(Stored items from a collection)
::::
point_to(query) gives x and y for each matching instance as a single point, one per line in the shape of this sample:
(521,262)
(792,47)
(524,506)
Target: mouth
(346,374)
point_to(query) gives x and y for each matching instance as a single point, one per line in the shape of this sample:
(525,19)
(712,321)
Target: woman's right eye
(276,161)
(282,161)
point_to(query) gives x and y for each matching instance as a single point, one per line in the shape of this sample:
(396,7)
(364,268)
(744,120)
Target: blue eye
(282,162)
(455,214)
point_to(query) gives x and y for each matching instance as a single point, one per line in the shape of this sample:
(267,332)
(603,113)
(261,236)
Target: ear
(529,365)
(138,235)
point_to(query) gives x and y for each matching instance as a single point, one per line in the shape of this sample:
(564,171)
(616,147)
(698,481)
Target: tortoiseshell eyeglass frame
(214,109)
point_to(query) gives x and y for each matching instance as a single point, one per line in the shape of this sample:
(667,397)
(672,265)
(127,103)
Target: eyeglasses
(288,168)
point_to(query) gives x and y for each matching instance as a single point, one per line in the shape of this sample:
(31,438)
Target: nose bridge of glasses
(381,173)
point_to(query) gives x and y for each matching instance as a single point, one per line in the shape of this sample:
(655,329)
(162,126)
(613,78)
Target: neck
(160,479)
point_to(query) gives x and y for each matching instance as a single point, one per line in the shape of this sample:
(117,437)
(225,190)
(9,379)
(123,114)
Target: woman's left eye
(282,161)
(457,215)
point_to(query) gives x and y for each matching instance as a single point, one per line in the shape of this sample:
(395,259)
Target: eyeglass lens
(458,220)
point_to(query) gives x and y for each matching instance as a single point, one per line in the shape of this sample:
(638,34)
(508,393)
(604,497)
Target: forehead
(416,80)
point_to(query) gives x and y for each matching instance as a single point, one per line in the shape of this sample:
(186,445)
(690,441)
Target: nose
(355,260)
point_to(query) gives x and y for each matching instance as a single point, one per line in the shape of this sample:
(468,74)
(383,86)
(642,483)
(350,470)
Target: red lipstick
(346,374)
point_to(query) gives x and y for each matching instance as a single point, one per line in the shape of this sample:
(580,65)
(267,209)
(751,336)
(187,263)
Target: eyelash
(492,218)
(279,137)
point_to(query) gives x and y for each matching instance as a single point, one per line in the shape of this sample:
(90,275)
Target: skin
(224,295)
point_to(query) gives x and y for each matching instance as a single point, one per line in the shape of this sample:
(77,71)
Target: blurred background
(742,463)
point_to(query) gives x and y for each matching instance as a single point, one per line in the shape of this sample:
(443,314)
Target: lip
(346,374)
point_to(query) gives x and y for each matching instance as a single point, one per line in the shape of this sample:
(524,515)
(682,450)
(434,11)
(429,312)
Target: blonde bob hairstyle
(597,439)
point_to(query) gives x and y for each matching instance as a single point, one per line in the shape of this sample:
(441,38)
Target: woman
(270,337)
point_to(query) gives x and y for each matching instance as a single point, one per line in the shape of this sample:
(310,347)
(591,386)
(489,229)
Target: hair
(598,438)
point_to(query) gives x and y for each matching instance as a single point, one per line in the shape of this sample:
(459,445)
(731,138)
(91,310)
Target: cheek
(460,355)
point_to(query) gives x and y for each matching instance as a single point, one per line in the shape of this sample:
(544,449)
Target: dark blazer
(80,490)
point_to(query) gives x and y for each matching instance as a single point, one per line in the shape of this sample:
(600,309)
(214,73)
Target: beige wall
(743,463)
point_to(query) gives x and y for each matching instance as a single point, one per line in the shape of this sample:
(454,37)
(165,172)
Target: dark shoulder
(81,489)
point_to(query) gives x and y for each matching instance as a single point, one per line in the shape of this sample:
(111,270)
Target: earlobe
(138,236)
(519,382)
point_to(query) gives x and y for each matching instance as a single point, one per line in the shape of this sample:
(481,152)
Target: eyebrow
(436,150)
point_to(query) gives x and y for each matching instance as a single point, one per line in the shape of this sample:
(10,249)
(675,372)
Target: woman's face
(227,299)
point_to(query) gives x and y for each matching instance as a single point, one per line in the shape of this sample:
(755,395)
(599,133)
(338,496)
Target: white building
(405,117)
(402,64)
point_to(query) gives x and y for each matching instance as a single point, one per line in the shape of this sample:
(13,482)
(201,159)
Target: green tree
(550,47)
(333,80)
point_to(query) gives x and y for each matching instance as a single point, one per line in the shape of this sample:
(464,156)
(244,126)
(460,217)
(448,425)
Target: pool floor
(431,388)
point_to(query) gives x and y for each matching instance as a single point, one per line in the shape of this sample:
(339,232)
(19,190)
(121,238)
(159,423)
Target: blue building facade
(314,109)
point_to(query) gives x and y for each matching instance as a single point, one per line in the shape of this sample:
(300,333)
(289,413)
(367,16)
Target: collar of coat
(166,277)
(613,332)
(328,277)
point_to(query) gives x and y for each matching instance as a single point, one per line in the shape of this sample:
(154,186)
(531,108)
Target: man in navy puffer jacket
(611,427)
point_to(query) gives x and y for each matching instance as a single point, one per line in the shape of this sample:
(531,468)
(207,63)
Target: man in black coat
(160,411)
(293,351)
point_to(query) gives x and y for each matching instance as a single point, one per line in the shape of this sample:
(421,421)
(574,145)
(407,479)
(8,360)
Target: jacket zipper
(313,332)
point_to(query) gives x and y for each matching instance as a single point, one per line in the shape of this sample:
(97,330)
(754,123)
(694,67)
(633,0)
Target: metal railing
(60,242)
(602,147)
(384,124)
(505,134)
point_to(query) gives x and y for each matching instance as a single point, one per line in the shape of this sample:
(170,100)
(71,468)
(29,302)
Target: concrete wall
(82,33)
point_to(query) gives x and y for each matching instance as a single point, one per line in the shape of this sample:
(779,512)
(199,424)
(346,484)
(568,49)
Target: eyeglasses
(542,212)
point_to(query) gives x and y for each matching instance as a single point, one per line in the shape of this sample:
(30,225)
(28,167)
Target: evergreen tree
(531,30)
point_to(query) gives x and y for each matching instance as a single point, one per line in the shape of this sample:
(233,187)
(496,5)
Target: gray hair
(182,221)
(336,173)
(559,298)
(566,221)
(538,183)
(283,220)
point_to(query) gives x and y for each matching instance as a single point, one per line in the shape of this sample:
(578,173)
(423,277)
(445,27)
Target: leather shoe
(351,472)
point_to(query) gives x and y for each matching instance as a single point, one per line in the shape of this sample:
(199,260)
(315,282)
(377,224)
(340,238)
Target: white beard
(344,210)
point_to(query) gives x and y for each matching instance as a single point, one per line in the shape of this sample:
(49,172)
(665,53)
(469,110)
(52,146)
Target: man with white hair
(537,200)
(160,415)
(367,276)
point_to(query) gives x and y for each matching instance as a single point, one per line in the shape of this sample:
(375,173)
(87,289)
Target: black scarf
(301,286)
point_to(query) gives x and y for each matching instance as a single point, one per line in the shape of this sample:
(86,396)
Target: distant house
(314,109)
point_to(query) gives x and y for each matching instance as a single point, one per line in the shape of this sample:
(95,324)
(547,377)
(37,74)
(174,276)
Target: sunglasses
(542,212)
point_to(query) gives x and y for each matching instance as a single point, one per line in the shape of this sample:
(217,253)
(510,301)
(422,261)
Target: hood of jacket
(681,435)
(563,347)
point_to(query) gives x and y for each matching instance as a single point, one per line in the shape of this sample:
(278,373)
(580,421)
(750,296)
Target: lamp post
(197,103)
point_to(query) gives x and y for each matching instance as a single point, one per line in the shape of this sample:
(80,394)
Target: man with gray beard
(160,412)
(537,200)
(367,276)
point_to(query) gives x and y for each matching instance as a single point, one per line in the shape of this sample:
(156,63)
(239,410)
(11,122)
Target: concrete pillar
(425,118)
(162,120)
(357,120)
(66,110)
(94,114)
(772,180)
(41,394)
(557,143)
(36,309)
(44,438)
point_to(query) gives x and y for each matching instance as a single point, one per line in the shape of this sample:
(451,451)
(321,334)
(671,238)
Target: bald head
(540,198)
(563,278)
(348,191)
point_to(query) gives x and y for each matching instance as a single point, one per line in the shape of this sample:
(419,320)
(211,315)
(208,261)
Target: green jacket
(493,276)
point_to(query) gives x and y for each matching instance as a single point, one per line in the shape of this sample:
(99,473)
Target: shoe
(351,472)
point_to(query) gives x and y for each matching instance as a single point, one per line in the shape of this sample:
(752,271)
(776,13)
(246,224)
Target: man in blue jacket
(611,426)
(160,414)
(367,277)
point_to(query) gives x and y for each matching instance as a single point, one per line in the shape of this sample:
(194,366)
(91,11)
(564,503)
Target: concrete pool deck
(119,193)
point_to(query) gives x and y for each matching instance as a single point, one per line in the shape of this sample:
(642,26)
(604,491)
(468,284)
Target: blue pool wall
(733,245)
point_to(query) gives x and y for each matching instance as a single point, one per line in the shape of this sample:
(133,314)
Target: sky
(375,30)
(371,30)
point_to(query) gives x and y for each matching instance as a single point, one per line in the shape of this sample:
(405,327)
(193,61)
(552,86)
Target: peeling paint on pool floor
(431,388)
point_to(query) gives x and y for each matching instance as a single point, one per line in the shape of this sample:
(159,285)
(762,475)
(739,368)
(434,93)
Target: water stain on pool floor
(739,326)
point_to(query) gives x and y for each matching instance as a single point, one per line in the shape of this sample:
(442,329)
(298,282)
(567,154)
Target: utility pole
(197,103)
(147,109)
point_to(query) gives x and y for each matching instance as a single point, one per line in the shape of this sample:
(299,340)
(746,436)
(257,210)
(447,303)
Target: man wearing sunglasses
::::
■ WHAT YOU SHOULD DO ■
Show each line of the records above that contains the string "building", treating uppercase and lowercase letters as different.

■ SOLVED PROBLEM ■
Target: white building
Target: blue building facade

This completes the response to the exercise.